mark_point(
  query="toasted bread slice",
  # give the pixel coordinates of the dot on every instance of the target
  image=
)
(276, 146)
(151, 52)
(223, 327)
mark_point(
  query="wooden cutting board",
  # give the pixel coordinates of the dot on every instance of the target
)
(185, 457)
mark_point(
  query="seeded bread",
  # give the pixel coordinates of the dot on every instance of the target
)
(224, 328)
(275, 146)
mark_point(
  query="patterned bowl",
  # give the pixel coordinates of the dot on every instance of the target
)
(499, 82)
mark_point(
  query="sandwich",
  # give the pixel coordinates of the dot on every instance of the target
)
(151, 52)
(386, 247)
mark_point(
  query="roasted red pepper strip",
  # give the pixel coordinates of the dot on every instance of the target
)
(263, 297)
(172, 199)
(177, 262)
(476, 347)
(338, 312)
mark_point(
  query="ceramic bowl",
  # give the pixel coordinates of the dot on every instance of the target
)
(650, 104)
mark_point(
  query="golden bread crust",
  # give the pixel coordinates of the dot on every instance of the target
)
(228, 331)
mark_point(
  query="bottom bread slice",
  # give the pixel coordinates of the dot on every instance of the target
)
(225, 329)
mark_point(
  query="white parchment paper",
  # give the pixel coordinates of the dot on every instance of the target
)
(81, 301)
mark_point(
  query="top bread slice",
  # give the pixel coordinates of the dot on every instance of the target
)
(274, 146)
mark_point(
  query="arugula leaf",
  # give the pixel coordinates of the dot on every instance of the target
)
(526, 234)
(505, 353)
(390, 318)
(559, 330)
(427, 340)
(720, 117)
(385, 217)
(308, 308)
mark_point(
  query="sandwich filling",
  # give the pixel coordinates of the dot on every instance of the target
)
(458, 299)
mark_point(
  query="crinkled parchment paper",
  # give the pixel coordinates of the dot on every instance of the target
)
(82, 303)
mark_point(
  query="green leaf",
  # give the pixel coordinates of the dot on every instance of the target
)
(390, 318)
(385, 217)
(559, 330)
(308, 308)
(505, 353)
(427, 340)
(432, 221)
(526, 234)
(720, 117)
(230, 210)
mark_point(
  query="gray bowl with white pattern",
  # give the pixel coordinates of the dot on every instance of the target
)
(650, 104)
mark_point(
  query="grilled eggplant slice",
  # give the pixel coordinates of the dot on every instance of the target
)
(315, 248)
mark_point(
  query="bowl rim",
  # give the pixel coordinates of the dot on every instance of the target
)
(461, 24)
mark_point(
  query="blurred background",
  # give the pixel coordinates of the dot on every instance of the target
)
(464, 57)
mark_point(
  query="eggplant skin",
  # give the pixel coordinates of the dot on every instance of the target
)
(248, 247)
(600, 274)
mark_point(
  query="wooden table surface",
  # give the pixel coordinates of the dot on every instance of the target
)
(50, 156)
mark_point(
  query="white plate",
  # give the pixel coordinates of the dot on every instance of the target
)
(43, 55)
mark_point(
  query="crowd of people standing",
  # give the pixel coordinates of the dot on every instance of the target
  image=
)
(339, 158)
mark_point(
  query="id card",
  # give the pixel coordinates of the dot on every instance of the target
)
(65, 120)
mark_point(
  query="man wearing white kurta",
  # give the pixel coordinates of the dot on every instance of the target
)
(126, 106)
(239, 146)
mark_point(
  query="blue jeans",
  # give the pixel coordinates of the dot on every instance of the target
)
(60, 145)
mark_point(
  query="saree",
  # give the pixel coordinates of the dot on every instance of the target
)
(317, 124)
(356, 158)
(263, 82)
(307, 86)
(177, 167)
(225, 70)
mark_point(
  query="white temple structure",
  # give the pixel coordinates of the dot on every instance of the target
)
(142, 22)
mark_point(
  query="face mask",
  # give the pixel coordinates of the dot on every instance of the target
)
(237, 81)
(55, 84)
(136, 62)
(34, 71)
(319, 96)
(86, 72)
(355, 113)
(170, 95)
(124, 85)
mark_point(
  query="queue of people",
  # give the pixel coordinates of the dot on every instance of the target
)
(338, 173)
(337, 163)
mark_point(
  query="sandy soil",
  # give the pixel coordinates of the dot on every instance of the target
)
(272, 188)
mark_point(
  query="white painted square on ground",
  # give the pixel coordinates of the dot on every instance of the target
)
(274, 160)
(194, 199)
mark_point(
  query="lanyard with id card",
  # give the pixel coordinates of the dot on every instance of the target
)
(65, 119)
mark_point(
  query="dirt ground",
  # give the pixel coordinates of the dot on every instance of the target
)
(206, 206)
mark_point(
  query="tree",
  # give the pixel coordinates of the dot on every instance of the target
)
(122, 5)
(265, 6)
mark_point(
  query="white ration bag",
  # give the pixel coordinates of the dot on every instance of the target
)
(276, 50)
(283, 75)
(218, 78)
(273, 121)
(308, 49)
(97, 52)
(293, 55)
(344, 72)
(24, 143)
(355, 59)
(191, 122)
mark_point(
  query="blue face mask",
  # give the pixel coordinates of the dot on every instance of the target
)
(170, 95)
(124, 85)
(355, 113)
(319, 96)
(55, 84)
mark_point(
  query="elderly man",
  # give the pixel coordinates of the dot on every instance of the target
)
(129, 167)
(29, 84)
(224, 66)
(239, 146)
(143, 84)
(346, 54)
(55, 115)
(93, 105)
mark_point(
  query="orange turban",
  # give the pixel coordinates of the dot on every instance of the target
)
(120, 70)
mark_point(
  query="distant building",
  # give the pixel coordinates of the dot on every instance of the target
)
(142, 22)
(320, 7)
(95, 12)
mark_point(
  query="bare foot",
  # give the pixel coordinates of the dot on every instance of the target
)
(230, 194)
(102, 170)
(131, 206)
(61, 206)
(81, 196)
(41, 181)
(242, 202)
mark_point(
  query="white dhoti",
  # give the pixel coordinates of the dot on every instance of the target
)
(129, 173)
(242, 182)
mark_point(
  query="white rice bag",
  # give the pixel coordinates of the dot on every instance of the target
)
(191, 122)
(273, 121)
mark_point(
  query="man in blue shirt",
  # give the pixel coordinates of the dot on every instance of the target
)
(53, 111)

== == ==

What you should do. Copy all the records above precisely.

Complete response.
mark_point(
  query="toasted bread slice",
  # give the pixel coordinates of the dot on every instance of the target
  image=
)
(276, 146)
(151, 52)
(223, 327)
mark_point(
  query="wooden cutting board",
  # give the pixel coordinates of the dot on every instance of the target
)
(185, 457)
mark_point(
  query="seeded bread",
  # give the pixel coordinates of the dot on every instance of the target
)
(224, 328)
(275, 146)
mark_point(
  query="patterned bowl",
  # give the pixel coordinates of the dot on every instance of the target
)
(499, 82)
mark_point(
  query="sandwich",
  # give the pixel coordinates of the dot on every instance of the target
)
(151, 52)
(386, 247)
mark_point(
  query="roasted red pepper strip",
  # give the pixel coordinates of the dot on every instance of the target
)
(263, 297)
(172, 199)
(177, 262)
(476, 347)
(338, 312)
mark_point(
  query="ceramic bowl",
  # give the pixel coordinates of the dot on every instance of the target
)
(650, 104)
mark_point(
  query="golden bread crust",
  # give the pixel coordinates of the dot on every instance of the target
)
(228, 331)
mark_point(
  query="bottom bread slice",
  # give the pixel coordinates of the dot on every instance of the target
)
(225, 329)
mark_point(
  query="white parchment paper",
  # give the pixel coordinates of the dot on every instance of the target
)
(81, 301)
mark_point(
  query="top bread slice",
  # give the pixel coordinates of the dot on every instance of the target
)
(274, 146)
mark_point(
  query="arugula leaf",
  # give the pixel coordinates of the dot on every instance of the target
)
(526, 234)
(505, 353)
(390, 318)
(559, 330)
(427, 340)
(720, 117)
(385, 217)
(308, 308)
mark_point(
  query="sandwich filling",
  # give the pixel coordinates of the dot on every instance of the target
)
(458, 299)
mark_point(
  query="crinkled parchment paper",
  # give the pixel coordinates of the dot on every instance of the target
)
(82, 303)
mark_point(
  query="green leaf",
  # give the pixel coordinates of the dot on every instance of the target
)
(390, 318)
(385, 217)
(559, 330)
(308, 308)
(505, 353)
(427, 340)
(432, 221)
(526, 234)
(720, 117)
(230, 210)
mark_point(
  query="gray bowl with white pattern",
  # give the pixel coordinates of the dot on every instance of the target
)
(650, 104)
mark_point(
  query="grilled eggplant slice",
  # give the pixel coordinates of the dot on every instance of the target
)
(315, 248)
mark_point(
  query="bowl rim",
  # give the pixel coordinates of the dot on every instance of the target
)
(461, 24)
mark_point(
  query="blurred background",
  # give the pixel coordinates of the dot on every instance of the target
)
(464, 57)
mark_point(
  query="eggplant skin",
  # give the pixel coordinates of the dot on every instance of the target
)
(248, 247)
(600, 274)
mark_point(
  query="wooden table surface",
  # give the pixel coordinates of the dot on every instance of the target
)
(50, 156)
mark_point(
  query="white plate",
  # give the pixel coordinates of the dot on every instance of the target
)
(43, 55)
mark_point(
  query="crowd of people standing",
  # give the pixel coordinates of the dot on every instance of the target
  image=
)
(339, 158)
mark_point(
  query="id card",
  # give the pixel coordinates of the dot on every instance of the target
)
(65, 120)
mark_point(
  query="man wearing white kurta",
  # give the pixel coordinates of the dot on every instance of the target
)
(126, 106)
(239, 146)
mark_point(
  query="blue jeans",
  # give the pixel coordinates of the dot on every instance of the target
)
(60, 145)
mark_point(
  query="saree",
  # give the pixel coordinates of the dot on every instance of the target
)
(317, 124)
(356, 158)
(263, 82)
(307, 86)
(177, 167)
(225, 70)
mark_point(
  query="white temple structure",
  # give the pixel coordinates of the dot on every instance of the target
)
(142, 22)
mark_point(
  query="face mask",
  # give the pixel coordinates of the dot on every instance of the target
)
(237, 81)
(55, 84)
(136, 62)
(34, 71)
(319, 96)
(86, 72)
(355, 113)
(170, 95)
(124, 85)
mark_point(
  query="queue of people",
  # give the pixel coordinates of the dot on every instance of the target
)
(338, 173)
(337, 163)
mark_point(
  query="sandy soil",
  # give the pixel coordinates of the dot on every instance of the target
)
(272, 188)
mark_point(
  query="white painted square on ground",
  # give the pixel coordinates of the dot on every instance of the target
)
(274, 160)
(194, 199)
mark_point(
  query="lanyard with id card",
  # give the pixel coordinates of the dot on every instance of the target
)
(65, 119)
mark_point(
  query="dirt ground",
  # give the pixel coordinates of the dot on every instance of the target
)
(206, 206)
mark_point(
  query="tree",
  # give the pixel coordinates of the dot on every instance of the target
)
(122, 5)
(265, 6)
mark_point(
  query="white ration bag",
  # give the pixel coordinates of the dot on every instance of the target
)
(276, 50)
(283, 75)
(218, 78)
(273, 121)
(308, 49)
(97, 52)
(293, 55)
(344, 72)
(24, 143)
(355, 59)
(191, 122)
mark_point(
  query="blue face mask",
  # give the pixel coordinates of the dot on every instance of the target
)
(170, 95)
(124, 85)
(355, 113)
(319, 96)
(55, 84)
mark_point(
  query="elderly man",
  # give the pixel coordinates of the dot on every instance of the target
)
(129, 167)
(29, 84)
(224, 66)
(239, 146)
(143, 84)
(346, 54)
(55, 115)
(93, 105)
mark_point(
  query="orange turban",
  # give the pixel coordinates of the dot on every instance of the target
)
(120, 70)
mark_point(
  query="distant building",
  # give the pixel coordinates of the dot on every instance of the target
)
(142, 22)
(320, 7)
(95, 12)
mark_point(
  query="bare foot",
  # give the pixel coordinates of the dot on every instance of the target
)
(230, 194)
(102, 170)
(131, 206)
(61, 206)
(81, 196)
(41, 181)
(242, 202)
mark_point(
  query="white dhoti",
  # give the pixel coordinates of the dot on every instance of the target
)
(129, 173)
(242, 182)
mark_point(
  query="white rice bag",
  # give the pixel coordinates of the dot on every instance of the target
)
(191, 122)
(273, 121)
mark_point(
  query="man in blue shirt",
  # give the pixel coordinates of the dot on every instance of the target
)
(53, 111)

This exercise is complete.